Set problem. Count the lines of the records below that contain the word "white", treating uppercase and lowercase as different, and reply with only the number.

=======

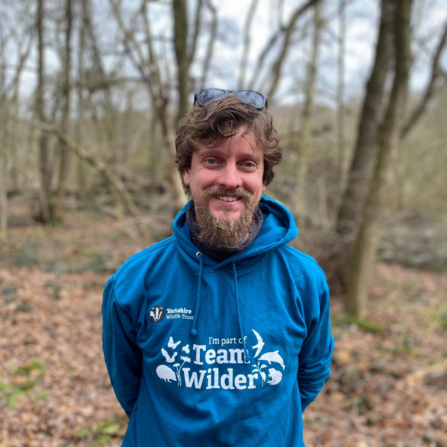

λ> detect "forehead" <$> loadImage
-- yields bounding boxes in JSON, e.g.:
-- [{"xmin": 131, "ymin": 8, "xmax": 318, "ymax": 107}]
[{"xmin": 196, "ymin": 126, "xmax": 263, "ymax": 158}]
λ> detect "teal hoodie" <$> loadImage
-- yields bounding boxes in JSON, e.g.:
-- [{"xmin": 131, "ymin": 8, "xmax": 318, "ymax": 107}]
[{"xmin": 102, "ymin": 196, "xmax": 333, "ymax": 447}]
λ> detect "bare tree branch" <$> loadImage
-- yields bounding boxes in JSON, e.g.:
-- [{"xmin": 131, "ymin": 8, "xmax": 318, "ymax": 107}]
[
  {"xmin": 200, "ymin": 0, "xmax": 218, "ymax": 89},
  {"xmin": 268, "ymin": 0, "xmax": 321, "ymax": 98},
  {"xmin": 0, "ymin": 110, "xmax": 150, "ymax": 242},
  {"xmin": 400, "ymin": 22, "xmax": 447, "ymax": 140},
  {"xmin": 239, "ymin": 0, "xmax": 259, "ymax": 90}
]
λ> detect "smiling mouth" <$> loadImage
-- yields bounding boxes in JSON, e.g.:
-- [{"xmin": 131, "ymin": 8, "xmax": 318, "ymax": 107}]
[{"xmin": 215, "ymin": 196, "xmax": 240, "ymax": 202}]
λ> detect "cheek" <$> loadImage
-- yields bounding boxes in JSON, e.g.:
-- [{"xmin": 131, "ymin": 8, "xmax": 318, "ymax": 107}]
[{"xmin": 183, "ymin": 170, "xmax": 190, "ymax": 186}]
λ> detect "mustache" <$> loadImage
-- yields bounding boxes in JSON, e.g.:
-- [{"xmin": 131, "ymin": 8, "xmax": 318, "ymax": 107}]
[{"xmin": 203, "ymin": 187, "xmax": 253, "ymax": 202}]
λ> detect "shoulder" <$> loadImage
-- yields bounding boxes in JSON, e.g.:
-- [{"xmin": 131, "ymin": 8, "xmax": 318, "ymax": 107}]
[{"xmin": 282, "ymin": 245, "xmax": 328, "ymax": 295}]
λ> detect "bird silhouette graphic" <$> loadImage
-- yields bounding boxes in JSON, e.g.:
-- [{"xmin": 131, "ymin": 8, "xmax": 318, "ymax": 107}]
[
  {"xmin": 252, "ymin": 329, "xmax": 265, "ymax": 358},
  {"xmin": 161, "ymin": 348, "xmax": 177, "ymax": 363},
  {"xmin": 168, "ymin": 337, "xmax": 182, "ymax": 349}
]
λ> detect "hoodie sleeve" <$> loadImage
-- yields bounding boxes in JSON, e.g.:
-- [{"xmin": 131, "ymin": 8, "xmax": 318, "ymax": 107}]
[
  {"xmin": 102, "ymin": 277, "xmax": 142, "ymax": 417},
  {"xmin": 297, "ymin": 286, "xmax": 334, "ymax": 412}
]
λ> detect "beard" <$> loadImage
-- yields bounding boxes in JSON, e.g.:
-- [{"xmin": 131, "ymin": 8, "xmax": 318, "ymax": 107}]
[{"xmin": 193, "ymin": 188, "xmax": 258, "ymax": 252}]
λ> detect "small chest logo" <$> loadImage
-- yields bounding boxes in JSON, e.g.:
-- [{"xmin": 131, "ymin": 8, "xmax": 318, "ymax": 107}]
[{"xmin": 151, "ymin": 305, "xmax": 165, "ymax": 323}]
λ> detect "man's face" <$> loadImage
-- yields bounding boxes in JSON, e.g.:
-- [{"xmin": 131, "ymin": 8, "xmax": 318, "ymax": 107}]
[{"xmin": 183, "ymin": 126, "xmax": 265, "ymax": 247}]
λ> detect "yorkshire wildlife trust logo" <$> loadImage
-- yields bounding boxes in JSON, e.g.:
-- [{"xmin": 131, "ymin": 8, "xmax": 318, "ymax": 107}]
[{"xmin": 151, "ymin": 305, "xmax": 165, "ymax": 323}]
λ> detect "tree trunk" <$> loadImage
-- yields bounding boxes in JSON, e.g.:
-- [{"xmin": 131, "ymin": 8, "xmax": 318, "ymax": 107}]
[
  {"xmin": 36, "ymin": 0, "xmax": 54, "ymax": 223},
  {"xmin": 337, "ymin": 0, "xmax": 346, "ymax": 189},
  {"xmin": 57, "ymin": 0, "xmax": 72, "ymax": 199},
  {"xmin": 295, "ymin": 3, "xmax": 322, "ymax": 220},
  {"xmin": 336, "ymin": 0, "xmax": 396, "ymax": 243},
  {"xmin": 346, "ymin": 0, "xmax": 412, "ymax": 318},
  {"xmin": 0, "ymin": 119, "xmax": 9, "ymax": 241},
  {"xmin": 174, "ymin": 0, "xmax": 190, "ymax": 123}
]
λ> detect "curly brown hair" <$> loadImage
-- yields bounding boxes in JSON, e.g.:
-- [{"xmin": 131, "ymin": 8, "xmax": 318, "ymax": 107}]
[{"xmin": 175, "ymin": 95, "xmax": 282, "ymax": 193}]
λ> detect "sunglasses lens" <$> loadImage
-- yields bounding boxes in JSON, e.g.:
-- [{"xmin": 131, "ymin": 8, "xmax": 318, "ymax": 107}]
[
  {"xmin": 197, "ymin": 88, "xmax": 225, "ymax": 107},
  {"xmin": 236, "ymin": 90, "xmax": 265, "ymax": 109}
]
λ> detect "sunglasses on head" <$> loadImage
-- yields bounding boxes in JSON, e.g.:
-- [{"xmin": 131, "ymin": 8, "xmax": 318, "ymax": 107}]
[{"xmin": 193, "ymin": 88, "xmax": 267, "ymax": 110}]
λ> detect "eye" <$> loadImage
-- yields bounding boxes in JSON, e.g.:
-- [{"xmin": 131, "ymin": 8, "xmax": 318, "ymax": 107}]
[{"xmin": 242, "ymin": 161, "xmax": 256, "ymax": 169}]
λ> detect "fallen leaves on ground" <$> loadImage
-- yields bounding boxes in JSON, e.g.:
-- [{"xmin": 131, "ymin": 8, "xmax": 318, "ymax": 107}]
[{"xmin": 0, "ymin": 215, "xmax": 447, "ymax": 447}]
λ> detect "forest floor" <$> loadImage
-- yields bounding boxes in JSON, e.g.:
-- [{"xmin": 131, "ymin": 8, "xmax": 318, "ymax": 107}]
[{"xmin": 0, "ymin": 206, "xmax": 447, "ymax": 447}]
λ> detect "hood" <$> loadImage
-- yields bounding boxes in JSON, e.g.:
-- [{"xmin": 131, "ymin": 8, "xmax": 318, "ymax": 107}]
[{"xmin": 172, "ymin": 195, "xmax": 298, "ymax": 271}]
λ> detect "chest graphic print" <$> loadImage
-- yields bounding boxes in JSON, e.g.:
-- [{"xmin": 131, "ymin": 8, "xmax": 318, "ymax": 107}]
[{"xmin": 156, "ymin": 329, "xmax": 286, "ymax": 390}]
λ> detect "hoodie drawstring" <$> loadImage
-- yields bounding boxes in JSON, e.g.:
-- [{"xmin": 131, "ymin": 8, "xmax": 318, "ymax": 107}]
[
  {"xmin": 191, "ymin": 251, "xmax": 203, "ymax": 336},
  {"xmin": 233, "ymin": 262, "xmax": 250, "ymax": 362},
  {"xmin": 191, "ymin": 258, "xmax": 250, "ymax": 363}
]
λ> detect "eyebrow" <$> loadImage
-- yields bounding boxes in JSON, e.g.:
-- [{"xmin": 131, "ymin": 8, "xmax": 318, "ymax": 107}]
[{"xmin": 198, "ymin": 147, "xmax": 263, "ymax": 160}]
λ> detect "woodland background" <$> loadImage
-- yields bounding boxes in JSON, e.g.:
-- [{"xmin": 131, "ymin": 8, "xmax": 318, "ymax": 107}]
[{"xmin": 0, "ymin": 0, "xmax": 447, "ymax": 447}]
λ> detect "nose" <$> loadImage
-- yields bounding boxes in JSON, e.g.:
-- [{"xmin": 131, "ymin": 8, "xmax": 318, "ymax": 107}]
[{"xmin": 217, "ymin": 162, "xmax": 242, "ymax": 189}]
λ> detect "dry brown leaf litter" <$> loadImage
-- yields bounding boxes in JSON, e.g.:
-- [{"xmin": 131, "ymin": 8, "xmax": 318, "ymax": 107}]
[{"xmin": 0, "ymin": 217, "xmax": 447, "ymax": 447}]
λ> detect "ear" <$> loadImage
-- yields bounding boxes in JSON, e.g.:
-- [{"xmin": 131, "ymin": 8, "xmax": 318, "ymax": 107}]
[{"xmin": 183, "ymin": 169, "xmax": 191, "ymax": 186}]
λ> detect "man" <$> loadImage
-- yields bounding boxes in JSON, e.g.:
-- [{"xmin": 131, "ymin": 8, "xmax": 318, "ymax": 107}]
[{"xmin": 103, "ymin": 89, "xmax": 333, "ymax": 447}]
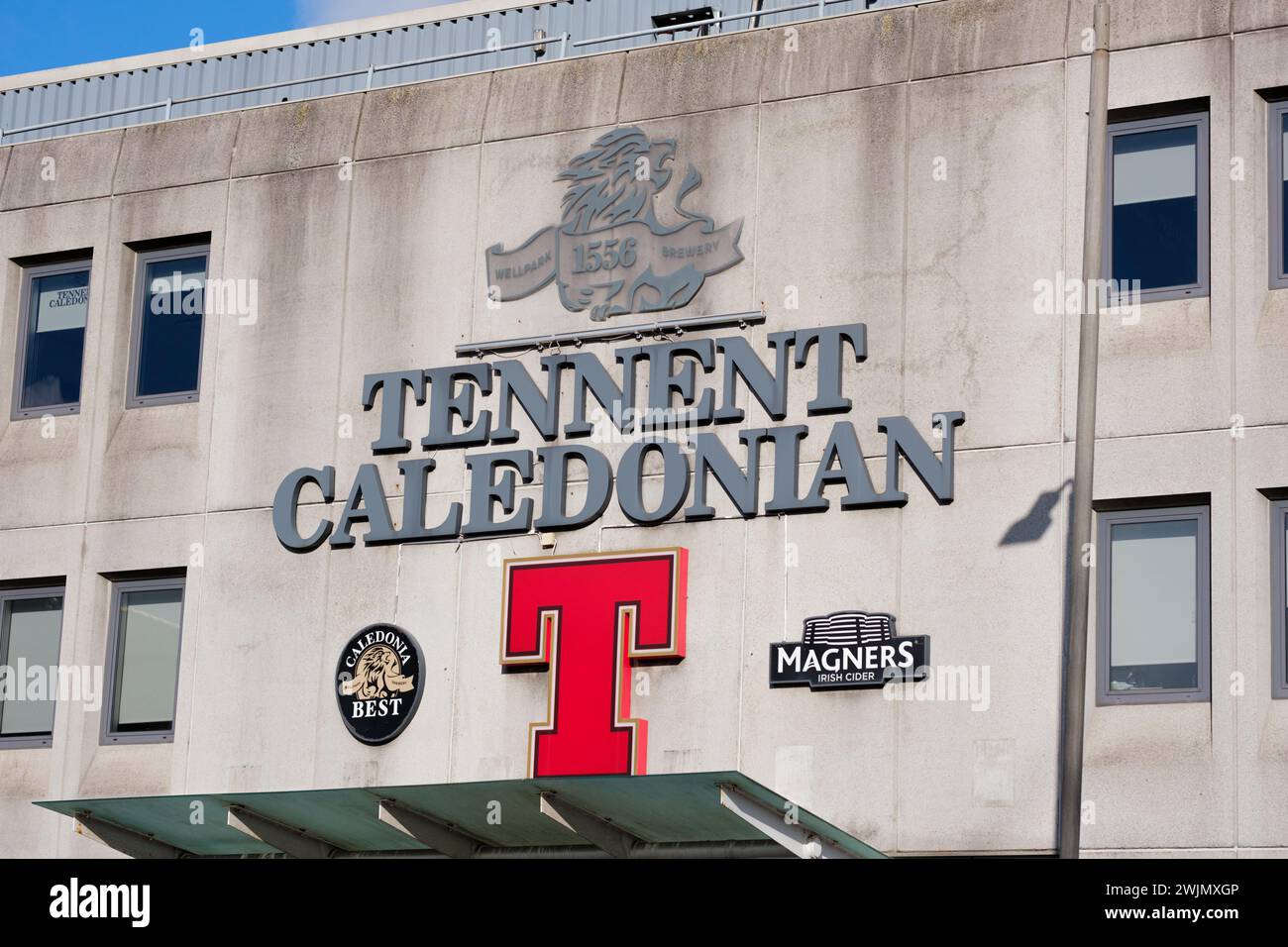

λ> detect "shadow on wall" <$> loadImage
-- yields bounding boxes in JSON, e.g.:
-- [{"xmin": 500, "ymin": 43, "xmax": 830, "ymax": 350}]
[{"xmin": 997, "ymin": 476, "xmax": 1073, "ymax": 546}]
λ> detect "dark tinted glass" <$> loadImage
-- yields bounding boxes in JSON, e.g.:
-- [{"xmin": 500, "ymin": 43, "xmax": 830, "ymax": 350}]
[
  {"xmin": 134, "ymin": 254, "xmax": 206, "ymax": 398},
  {"xmin": 1279, "ymin": 112, "xmax": 1288, "ymax": 273},
  {"xmin": 18, "ymin": 268, "xmax": 89, "ymax": 410},
  {"xmin": 1112, "ymin": 125, "xmax": 1199, "ymax": 290}
]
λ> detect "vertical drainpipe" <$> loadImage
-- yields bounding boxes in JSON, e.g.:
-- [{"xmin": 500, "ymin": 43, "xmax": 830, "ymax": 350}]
[{"xmin": 1056, "ymin": 0, "xmax": 1109, "ymax": 858}]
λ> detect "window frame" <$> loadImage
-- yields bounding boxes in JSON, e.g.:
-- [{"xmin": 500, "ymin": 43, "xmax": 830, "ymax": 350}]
[
  {"xmin": 1100, "ymin": 111, "xmax": 1212, "ymax": 304},
  {"xmin": 1096, "ymin": 505, "xmax": 1212, "ymax": 707},
  {"xmin": 125, "ymin": 244, "xmax": 210, "ymax": 408},
  {"xmin": 0, "ymin": 585, "xmax": 67, "ymax": 750},
  {"xmin": 1270, "ymin": 500, "xmax": 1288, "ymax": 699},
  {"xmin": 98, "ymin": 576, "xmax": 188, "ymax": 746},
  {"xmin": 9, "ymin": 257, "xmax": 94, "ymax": 421},
  {"xmin": 1266, "ymin": 99, "xmax": 1288, "ymax": 290}
]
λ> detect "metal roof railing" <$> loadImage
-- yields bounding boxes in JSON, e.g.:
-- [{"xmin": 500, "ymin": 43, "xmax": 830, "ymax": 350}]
[{"xmin": 0, "ymin": 0, "xmax": 896, "ymax": 145}]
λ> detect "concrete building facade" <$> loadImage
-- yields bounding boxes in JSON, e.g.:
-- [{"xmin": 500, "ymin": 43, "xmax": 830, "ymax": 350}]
[{"xmin": 0, "ymin": 0, "xmax": 1288, "ymax": 857}]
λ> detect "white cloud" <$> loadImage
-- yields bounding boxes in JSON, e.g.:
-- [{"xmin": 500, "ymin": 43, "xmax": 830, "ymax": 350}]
[{"xmin": 295, "ymin": 0, "xmax": 456, "ymax": 27}]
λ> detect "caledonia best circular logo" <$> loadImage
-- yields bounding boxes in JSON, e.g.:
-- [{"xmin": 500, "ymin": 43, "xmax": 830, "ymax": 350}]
[{"xmin": 335, "ymin": 624, "xmax": 422, "ymax": 746}]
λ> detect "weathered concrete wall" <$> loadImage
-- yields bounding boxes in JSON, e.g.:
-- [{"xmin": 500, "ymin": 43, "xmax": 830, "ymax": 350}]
[{"xmin": 0, "ymin": 0, "xmax": 1288, "ymax": 856}]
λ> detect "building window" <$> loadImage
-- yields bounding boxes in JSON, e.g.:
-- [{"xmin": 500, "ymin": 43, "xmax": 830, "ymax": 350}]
[
  {"xmin": 1096, "ymin": 506, "xmax": 1211, "ymax": 703},
  {"xmin": 129, "ymin": 246, "xmax": 210, "ymax": 407},
  {"xmin": 1270, "ymin": 100, "xmax": 1288, "ymax": 290},
  {"xmin": 0, "ymin": 587, "xmax": 63, "ymax": 747},
  {"xmin": 103, "ymin": 579, "xmax": 184, "ymax": 743},
  {"xmin": 12, "ymin": 261, "xmax": 90, "ymax": 420},
  {"xmin": 1270, "ymin": 500, "xmax": 1288, "ymax": 697},
  {"xmin": 1105, "ymin": 112, "xmax": 1208, "ymax": 301}
]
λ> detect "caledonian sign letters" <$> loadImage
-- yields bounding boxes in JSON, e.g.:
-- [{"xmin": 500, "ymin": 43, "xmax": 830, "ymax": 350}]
[{"xmin": 294, "ymin": 128, "xmax": 965, "ymax": 777}]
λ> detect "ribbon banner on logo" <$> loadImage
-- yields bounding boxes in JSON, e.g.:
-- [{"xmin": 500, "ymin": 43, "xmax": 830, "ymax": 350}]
[{"xmin": 486, "ymin": 220, "xmax": 743, "ymax": 318}]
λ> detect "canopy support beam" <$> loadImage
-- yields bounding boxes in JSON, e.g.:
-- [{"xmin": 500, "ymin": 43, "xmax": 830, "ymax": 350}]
[
  {"xmin": 228, "ymin": 805, "xmax": 339, "ymax": 858},
  {"xmin": 720, "ymin": 785, "xmax": 855, "ymax": 858},
  {"xmin": 541, "ymin": 792, "xmax": 641, "ymax": 858},
  {"xmin": 380, "ymin": 800, "xmax": 483, "ymax": 858},
  {"xmin": 72, "ymin": 811, "xmax": 189, "ymax": 858}
]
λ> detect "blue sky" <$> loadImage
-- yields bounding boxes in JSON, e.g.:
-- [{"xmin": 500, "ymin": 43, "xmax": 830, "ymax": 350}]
[{"xmin": 0, "ymin": 0, "xmax": 458, "ymax": 76}]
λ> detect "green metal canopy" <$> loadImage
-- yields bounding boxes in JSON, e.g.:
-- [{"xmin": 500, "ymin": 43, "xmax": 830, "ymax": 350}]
[{"xmin": 36, "ymin": 772, "xmax": 884, "ymax": 858}]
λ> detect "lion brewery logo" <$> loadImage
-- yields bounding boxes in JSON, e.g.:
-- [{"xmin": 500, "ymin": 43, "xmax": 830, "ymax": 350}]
[
  {"xmin": 335, "ymin": 624, "xmax": 424, "ymax": 746},
  {"xmin": 485, "ymin": 128, "xmax": 742, "ymax": 322},
  {"xmin": 769, "ymin": 611, "xmax": 930, "ymax": 690}
]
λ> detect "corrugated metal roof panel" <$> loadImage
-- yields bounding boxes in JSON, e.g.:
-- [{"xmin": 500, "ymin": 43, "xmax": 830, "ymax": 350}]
[{"xmin": 0, "ymin": 0, "xmax": 910, "ymax": 145}]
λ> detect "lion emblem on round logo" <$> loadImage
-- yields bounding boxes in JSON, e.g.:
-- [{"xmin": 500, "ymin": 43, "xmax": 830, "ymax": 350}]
[
  {"xmin": 336, "ymin": 624, "xmax": 421, "ymax": 746},
  {"xmin": 485, "ymin": 126, "xmax": 743, "ymax": 322}
]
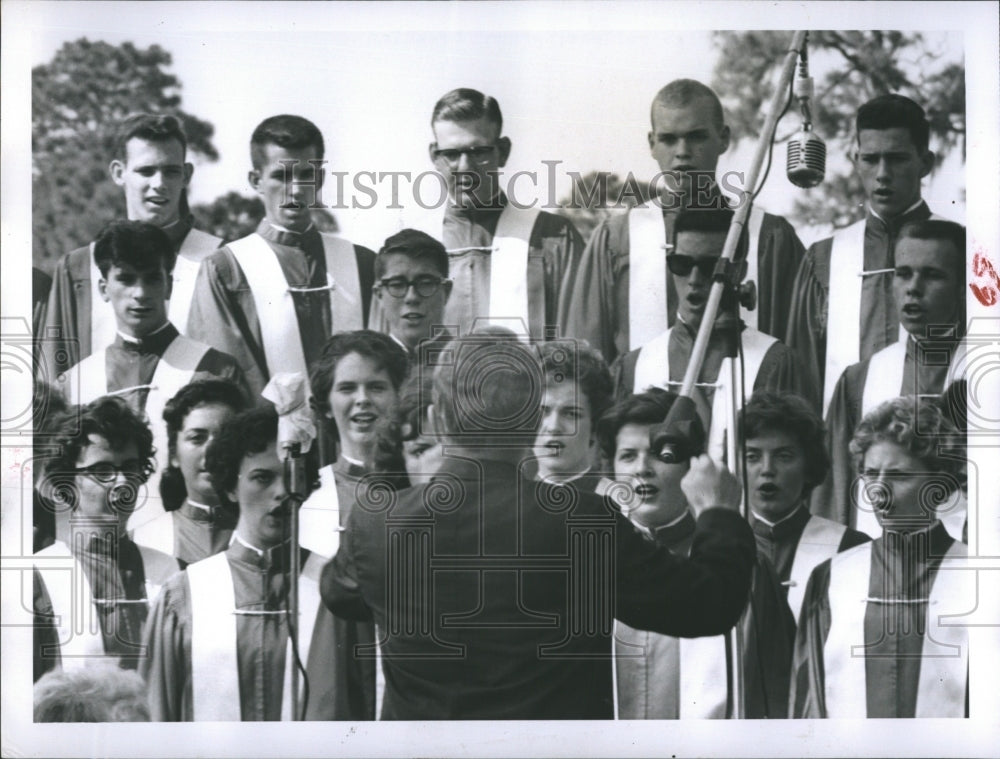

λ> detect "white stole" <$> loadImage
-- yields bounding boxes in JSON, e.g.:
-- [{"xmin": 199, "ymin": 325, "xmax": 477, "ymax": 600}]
[
  {"xmin": 823, "ymin": 541, "xmax": 976, "ymax": 718},
  {"xmin": 34, "ymin": 541, "xmax": 179, "ymax": 669},
  {"xmin": 632, "ymin": 327, "xmax": 778, "ymax": 461},
  {"xmin": 229, "ymin": 233, "xmax": 364, "ymax": 377},
  {"xmin": 167, "ymin": 227, "xmax": 222, "ymax": 332},
  {"xmin": 788, "ymin": 515, "xmax": 847, "ymax": 623},
  {"xmin": 628, "ymin": 204, "xmax": 764, "ymax": 350},
  {"xmin": 63, "ymin": 335, "xmax": 210, "ymax": 532},
  {"xmin": 186, "ymin": 553, "xmax": 320, "ymax": 722}
]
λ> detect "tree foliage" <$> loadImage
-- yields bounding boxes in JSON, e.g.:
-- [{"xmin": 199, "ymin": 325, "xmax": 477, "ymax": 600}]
[
  {"xmin": 31, "ymin": 39, "xmax": 218, "ymax": 270},
  {"xmin": 712, "ymin": 31, "xmax": 965, "ymax": 226}
]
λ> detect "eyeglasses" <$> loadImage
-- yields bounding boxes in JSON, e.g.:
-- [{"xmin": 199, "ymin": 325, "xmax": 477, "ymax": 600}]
[
  {"xmin": 431, "ymin": 142, "xmax": 497, "ymax": 166},
  {"xmin": 667, "ymin": 253, "xmax": 720, "ymax": 279},
  {"xmin": 379, "ymin": 274, "xmax": 451, "ymax": 298},
  {"xmin": 73, "ymin": 459, "xmax": 145, "ymax": 485}
]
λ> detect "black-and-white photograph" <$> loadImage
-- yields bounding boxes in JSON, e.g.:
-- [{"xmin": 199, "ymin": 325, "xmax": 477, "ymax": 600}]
[{"xmin": 0, "ymin": 0, "xmax": 1000, "ymax": 757}]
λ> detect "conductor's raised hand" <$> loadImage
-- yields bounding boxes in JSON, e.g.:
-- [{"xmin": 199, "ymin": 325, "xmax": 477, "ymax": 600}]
[{"xmin": 681, "ymin": 453, "xmax": 740, "ymax": 516}]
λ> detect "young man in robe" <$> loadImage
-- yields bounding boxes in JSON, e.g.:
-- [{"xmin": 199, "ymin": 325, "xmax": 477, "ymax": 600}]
[
  {"xmin": 139, "ymin": 404, "xmax": 319, "ymax": 722},
  {"xmin": 300, "ymin": 332, "xmax": 412, "ymax": 720},
  {"xmin": 402, "ymin": 88, "xmax": 583, "ymax": 338},
  {"xmin": 39, "ymin": 113, "xmax": 222, "ymax": 379},
  {"xmin": 61, "ymin": 221, "xmax": 245, "ymax": 527},
  {"xmin": 739, "ymin": 390, "xmax": 868, "ymax": 619},
  {"xmin": 811, "ymin": 219, "xmax": 965, "ymax": 537},
  {"xmin": 562, "ymin": 79, "xmax": 804, "ymax": 362},
  {"xmin": 190, "ymin": 115, "xmax": 374, "ymax": 397},
  {"xmin": 789, "ymin": 396, "xmax": 977, "ymax": 718},
  {"xmin": 612, "ymin": 209, "xmax": 815, "ymax": 461},
  {"xmin": 373, "ymin": 229, "xmax": 452, "ymax": 372},
  {"xmin": 33, "ymin": 397, "xmax": 178, "ymax": 680},
  {"xmin": 597, "ymin": 388, "xmax": 795, "ymax": 719},
  {"xmin": 787, "ymin": 95, "xmax": 956, "ymax": 415}
]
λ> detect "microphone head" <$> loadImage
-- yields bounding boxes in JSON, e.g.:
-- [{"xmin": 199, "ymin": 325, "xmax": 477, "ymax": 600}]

=======

Answer to this task. 3